=== ZU LESENDER TEXT ===
Hinduismus

Tat
und
Wirkung.

Die Vorstellungen von Karma und Samsara wurden etwa ab dem 6. Jh. v. Chr. in den Schriften nachgewiesen und bilden die Basis für den Hinduismus. Die Idee ist, den ewigen Kreislauf der Wiedergeburten, Samsara, zu überwinden. In den Upanishaden gelingt dies über die spirituelle Erkenntnis, dass die Individualseele Atman mit Brahman (Weltseele) in ihrem Wesenskern identisch sei.

Jeder Mensch hat demnach seinen eigenen Dharma (einerseits kosmisches, andererseits soziales Gesetz), den es zu erfüllen gilt, und die Erfüllung ist ausschlaggebend dafür, ob Taten gutes oder schlechtes Karma bewirken. Es gibt im Hinduismus einerseits den allgemein gültigen sadharanadharma, der die Pflichten eines jeden Individuums beinhaltet wie etwa Gewaltlosigkeit (ahimsa), Wahrhaftigkeit (satya), Geduld (ksanti), Selbstkontrolle (dama), Mildtätigkeit (danam), Gastfreundschaft (ahithi). Diese Tugenden gelten für alle Menschen gleichermaßen, jedoch gibt es keinen einheitlichen Kodex dafür. Der svahdharma dagegen, der die Pflichten der verschiedenen Gesellschaftsschichten vorschreibt, ist für jeweils eine bestimmte Gruppe maßgeblich. Demnach etwa ist der Dharma eines Kriegers (Kshatriya-Kaste), im Anlassfall Krieg zu zeigen und notfalls auch zu töten. Muss ein Krieger einen Feind töten, bewirkt dies möglicherweise kein schlechtes Karma, da er seinen Dharma, seine ihm auferlegte Aufgabe, erfüllt hat. Tötet jedoch jemand aus anderen, egoistischen Beweggründen, kann dies sehr wohl schlechtes Karma zur Folge haben. Die Verknüpfung der Karma- mit der Dharma-Vorstellung beinhaltet eine sehr starke ethisch-moralische Komponente. Die Theorie von Karma bietet u. a. auch eine Erklärung für das Rätsel von anscheinend unverschuldetem Leid und gesellschaftlicher Ungleichheit.

=== AUSZUFÜHRENDE AUFGABEN ===
A. Führe alle Tugenden des sadharanadharma auf, die der Text über Karma im Hinduismus nennt, jeweils mit dem zugehörigen Sanskritbegriff.
B. Gib aus dem Text über Karma im Hinduismus die Passage von „Die Vorstellungen von“ bis „Wesenskern identisch sei.“ wortgetreu wieder.
C. Schreibe den Text über Karma im Hinduismus im Anschluss an seinen letzten Satz weiter.

=== VERFÜGBARE DATEN ===
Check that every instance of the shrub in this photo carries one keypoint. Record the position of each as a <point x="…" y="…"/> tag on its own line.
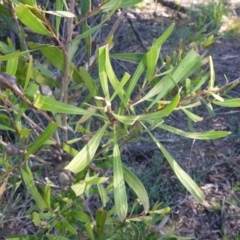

=== ERWARTETE AUSGABEN ===
A.
Gewaltlosigkeit (ahimsa)
Wahrhaftigkeit (satya)
Geduld (ksanti)
Selbstkontrolle (dama)
Mildtätigkeit (danam)
Gastfreundschaft (ahithi)

B.
Die Vorstellungen von Karma und Samsara wurden etwa ab dem 6. Jh. v. Chr. in den Schriften nachgewiesen und bilden die Basis für den Hinduismus. Die Idee ist, den ewigen Kreislauf der Wiedergeburten, Samsara, zu überwinden. In den Upanishaden gelingt dies über die spirituelle Erkenntnis, dass die Individualseele Atman mit Brahman (Weltseele) in ihrem Wesenskern identisch sei.

C.
Zu der Frage, in welchem Zusammenhang Tat und Wirkung stehen, gibt es im Mahabharata mehrere Erklärungen. Eine weit verbreitete Überzeugung besteht darin, dass die Werke ihre Wirkung automatisch erzeugen. Es gibt jedoch auch differenzierte Darlegungen: Zwei Ursachen für die Bindung der Seele, nämlich Nichtwissen (avidya) und Begierde (lobha), bewirken, dass die Tätigkeit der Sinnesorgane Unruhe und Trübung der Erkenntnis verursacht. Dies verhindert die erlösende Einsicht. Die Werke heften sich an das Denkorgan (manas), stören die erlösende Erkenntnis und bedingen die Beschaffenheit der Verkörperungen (Mbh. 12).

Zu der Frage, wie sich die Früchte der Taten realisieren, gibt es mehrere Auffassungen:

1.

die Seele verlässt nach dem Tod den Körper und wird in einem neuen, durch Karma bedingten Leib neu geboren.

2.

Die Vergeltung findet teils im Jenseits, teils in der neuen Existenz statt.

 

3.

Gutes Karma kann eine zeitlich begrenzte Seligkeit im „Himmel“ erwirken, schlechtes Karma dagegen einen Aufenthalt in der „Hölle“, jedoch nicht als endgültiger Zustand, sondern z.B. im Wechsel mit der Tiergeburt.

Alle guten Werke können religiöse Verdienste (punya) schaffen, die Karma abbauen. Solche besonderen Verdienste erwarten sich Gläubige etwa von religiösen Riten, Fasten, Wallfahrten oder Geschenke an Brahmanen sowie allgemeine Mildtätigkeit (danam) und Tempelbauten.

Der Mensch ist dabei frei und für sein Karma unbedingt selbst verantwortlich. Aber obwohl Karma ein Gesetz von „Ursache und Wirkung“ bedeutet, vertrauen besonders Gläubige der Bhakti-Richtungen auch auf die bedingungslose Gnade Gottes, welche die Wirkung von Karma vernichten und den Menschen erretten kann.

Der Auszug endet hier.